### En qué consiste
Indica si cada afirmación coincide con el fragmento sobre la sierra de Zongolica y contesta sí o no, citando textualmente las palabras que lo deciden. 1. Para bañarse, una vez a la semana, había que caminar más de cinco kilómetros. 2. El agua escaseaba antes de las cuatro de la mañana. 3. El poblado tenía agua potable.

### Selección
——————————

La comida estaba servida. A cientos de metros de altura sobre el nivel del mar. En los días despejados se podía apreciar en el horizonte el Pico de Orizaba desde la zona serrana de Zongolica, en su momento, el municipio más pobre del país. Para llegar a la casa anfitriona el equipo de trabajo tuvo que descender de la montaña cientos de metros para poder llevar algo al estómago que ya reclamaba sus fueros.

 

El recibimiento fue apoteósico. Extraños en una tierra proscrita, en un México de desigualdades, de discrepancias, en un país que castiga a los más pobres con severidad, crueldad e inclemencia, en el país de los olvidados.

 

La vida en la montaña no varía. Desde mi perspectiva el devenir es estático, inmutable, inalterable e impávido. Todo es y no es al mismo tiempo, contradictorio y opuesto. Libertad y opresión, riqueza y pobreza, abundancia y escases, principio y fin conviven en un eterno retorno. “Nadie se baña dos veces en el mismo río”, sostiene Heráclito de Éfeso en contra del monismo estático de Parménides de Elea.

 

Recuerdo que para darnos un baño, una vez a la semana, tuvimos que recorrer a pie más de cinco kilómetros para llegar al chorro de agua que sale de la piedra, ahí donde el poblado se abastece de agua para el consumo doméstico. No había agua potable. Ignoro si hoy cuentan con dicho servicio.

 

Por esta razón, los lugareños de las distintas comunidades se despertaban muy temprano, de madrugada. La peregrinación para ir por el agua comenzaba desde las primeras horas del día siguiente. Después de las cuatro de la mañana el agua escaseaba. Se formaba una fila interminable. Decenas de familias tenían que esperar para hacer llegar a lomo de bestia y hombros el vital líquido hasta la calidez del hogar.

 

Para las actividades comunes se podía emplear el agua de lluvia. ¿Profilaxis? Ni sus luces. En la montaña, entre los más pobres, uno se puede morir por una simple infección, una diarrea, un dolor de muelas, de hambre, o como siempre, se muere de olvido.

——————————

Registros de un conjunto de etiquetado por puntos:
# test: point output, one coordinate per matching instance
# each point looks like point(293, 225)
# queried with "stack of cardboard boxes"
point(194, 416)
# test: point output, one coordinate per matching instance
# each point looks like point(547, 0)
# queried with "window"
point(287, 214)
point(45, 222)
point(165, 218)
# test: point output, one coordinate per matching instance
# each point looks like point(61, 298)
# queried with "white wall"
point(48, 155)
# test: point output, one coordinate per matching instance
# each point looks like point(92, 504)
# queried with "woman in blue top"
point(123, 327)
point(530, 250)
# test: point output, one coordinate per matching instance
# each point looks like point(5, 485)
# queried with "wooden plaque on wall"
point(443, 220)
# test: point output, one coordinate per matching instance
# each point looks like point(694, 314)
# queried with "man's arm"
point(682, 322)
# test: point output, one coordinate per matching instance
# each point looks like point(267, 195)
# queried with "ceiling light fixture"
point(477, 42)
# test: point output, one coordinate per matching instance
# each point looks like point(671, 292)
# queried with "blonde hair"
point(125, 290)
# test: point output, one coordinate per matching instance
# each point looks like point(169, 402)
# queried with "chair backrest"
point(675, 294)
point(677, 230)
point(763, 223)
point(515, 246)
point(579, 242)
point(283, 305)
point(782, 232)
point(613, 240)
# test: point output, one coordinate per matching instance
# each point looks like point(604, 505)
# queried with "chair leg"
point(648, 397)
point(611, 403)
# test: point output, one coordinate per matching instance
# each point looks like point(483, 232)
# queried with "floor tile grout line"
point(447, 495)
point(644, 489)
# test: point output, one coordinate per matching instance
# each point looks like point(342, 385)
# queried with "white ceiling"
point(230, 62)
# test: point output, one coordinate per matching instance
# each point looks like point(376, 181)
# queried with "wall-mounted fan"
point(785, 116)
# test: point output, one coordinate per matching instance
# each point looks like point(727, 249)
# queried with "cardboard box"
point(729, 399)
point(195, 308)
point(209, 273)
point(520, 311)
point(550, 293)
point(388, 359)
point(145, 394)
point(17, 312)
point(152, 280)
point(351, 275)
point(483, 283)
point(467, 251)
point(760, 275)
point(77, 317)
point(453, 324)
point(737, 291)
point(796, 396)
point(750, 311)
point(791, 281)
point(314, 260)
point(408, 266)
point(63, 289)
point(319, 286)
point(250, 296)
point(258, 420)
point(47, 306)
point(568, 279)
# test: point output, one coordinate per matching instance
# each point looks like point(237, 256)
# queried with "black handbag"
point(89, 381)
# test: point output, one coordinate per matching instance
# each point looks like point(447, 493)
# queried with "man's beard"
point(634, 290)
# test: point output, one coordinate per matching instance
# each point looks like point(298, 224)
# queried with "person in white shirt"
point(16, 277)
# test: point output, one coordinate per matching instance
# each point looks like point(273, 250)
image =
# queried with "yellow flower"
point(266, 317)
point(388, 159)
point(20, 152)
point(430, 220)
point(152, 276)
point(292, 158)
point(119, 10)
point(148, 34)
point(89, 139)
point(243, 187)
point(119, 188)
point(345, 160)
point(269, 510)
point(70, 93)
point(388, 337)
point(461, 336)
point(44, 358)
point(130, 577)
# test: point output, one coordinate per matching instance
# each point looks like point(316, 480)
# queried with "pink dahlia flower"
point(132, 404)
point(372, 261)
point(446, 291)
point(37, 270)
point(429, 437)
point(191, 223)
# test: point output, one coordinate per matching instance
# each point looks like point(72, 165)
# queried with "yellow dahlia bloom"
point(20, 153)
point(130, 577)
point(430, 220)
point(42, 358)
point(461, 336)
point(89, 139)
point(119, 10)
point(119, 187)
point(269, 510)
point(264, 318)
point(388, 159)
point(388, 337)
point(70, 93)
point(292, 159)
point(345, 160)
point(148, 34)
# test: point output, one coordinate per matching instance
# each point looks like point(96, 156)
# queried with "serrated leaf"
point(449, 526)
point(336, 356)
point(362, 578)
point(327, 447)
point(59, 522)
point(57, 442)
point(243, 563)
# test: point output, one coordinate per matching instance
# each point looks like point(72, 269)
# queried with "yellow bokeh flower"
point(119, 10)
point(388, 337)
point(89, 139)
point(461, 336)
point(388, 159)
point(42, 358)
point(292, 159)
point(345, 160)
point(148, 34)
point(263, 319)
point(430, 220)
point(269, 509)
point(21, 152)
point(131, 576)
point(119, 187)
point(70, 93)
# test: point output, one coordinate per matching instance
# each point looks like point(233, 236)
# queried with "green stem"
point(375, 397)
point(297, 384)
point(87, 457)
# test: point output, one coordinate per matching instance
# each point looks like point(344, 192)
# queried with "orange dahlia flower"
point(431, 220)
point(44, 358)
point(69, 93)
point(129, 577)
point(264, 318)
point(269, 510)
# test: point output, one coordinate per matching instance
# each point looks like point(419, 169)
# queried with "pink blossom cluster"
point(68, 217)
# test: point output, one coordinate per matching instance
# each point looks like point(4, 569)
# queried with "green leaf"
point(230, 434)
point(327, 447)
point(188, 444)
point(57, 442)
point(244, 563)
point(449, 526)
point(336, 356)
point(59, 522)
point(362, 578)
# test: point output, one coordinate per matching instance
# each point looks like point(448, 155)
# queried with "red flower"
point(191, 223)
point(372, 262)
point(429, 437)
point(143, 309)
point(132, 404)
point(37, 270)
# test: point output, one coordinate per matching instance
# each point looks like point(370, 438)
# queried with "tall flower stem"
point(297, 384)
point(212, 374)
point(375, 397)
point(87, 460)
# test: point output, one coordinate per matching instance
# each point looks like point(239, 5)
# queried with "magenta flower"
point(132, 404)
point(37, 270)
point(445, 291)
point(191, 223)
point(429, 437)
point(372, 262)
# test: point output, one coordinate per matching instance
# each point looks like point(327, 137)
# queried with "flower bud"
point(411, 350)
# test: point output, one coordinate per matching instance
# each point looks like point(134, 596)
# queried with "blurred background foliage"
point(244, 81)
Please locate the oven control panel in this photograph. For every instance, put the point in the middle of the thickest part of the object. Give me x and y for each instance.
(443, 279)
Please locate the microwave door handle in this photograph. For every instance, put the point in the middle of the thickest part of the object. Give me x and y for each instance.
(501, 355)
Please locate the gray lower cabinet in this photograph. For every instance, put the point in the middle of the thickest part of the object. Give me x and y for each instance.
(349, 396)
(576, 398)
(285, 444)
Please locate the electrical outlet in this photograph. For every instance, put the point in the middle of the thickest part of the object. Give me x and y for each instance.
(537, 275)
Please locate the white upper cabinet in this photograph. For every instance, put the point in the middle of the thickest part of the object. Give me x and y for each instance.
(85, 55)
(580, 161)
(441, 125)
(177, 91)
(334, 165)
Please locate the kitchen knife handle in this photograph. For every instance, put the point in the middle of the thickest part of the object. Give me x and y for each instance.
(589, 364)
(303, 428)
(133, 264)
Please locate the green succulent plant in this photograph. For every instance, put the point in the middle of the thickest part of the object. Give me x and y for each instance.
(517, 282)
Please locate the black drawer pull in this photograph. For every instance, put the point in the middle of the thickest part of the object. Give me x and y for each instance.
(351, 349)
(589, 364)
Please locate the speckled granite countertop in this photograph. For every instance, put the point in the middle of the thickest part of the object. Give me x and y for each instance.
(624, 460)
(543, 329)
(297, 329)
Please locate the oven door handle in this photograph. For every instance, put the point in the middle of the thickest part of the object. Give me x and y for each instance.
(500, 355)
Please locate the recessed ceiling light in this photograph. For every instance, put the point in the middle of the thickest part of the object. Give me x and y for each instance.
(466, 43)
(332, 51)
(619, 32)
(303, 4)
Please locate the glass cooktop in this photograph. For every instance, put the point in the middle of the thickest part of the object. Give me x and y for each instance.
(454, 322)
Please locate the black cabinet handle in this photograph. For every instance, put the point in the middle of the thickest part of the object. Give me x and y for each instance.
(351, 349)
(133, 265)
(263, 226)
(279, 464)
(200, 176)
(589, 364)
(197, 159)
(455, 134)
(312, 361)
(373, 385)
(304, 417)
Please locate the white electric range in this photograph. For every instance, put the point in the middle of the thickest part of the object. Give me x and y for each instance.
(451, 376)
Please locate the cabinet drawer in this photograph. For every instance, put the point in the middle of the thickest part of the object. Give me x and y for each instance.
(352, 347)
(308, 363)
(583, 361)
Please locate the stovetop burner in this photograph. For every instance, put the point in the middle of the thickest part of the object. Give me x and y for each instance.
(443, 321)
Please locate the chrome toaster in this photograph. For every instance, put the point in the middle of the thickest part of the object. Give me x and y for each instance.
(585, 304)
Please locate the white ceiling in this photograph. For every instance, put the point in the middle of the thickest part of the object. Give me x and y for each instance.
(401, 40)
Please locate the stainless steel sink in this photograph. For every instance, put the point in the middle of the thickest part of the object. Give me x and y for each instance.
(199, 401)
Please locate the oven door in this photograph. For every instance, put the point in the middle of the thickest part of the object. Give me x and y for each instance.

——————————

### Respuesta completa
1. Sí: «para darnos un baño, una vez a la semana, tuvimos que recorrer a pie más de cinco kilómetros».
2. No: «Después de las cuatro de la mañana el agua escaseaba».
3. No: «No había agua potable».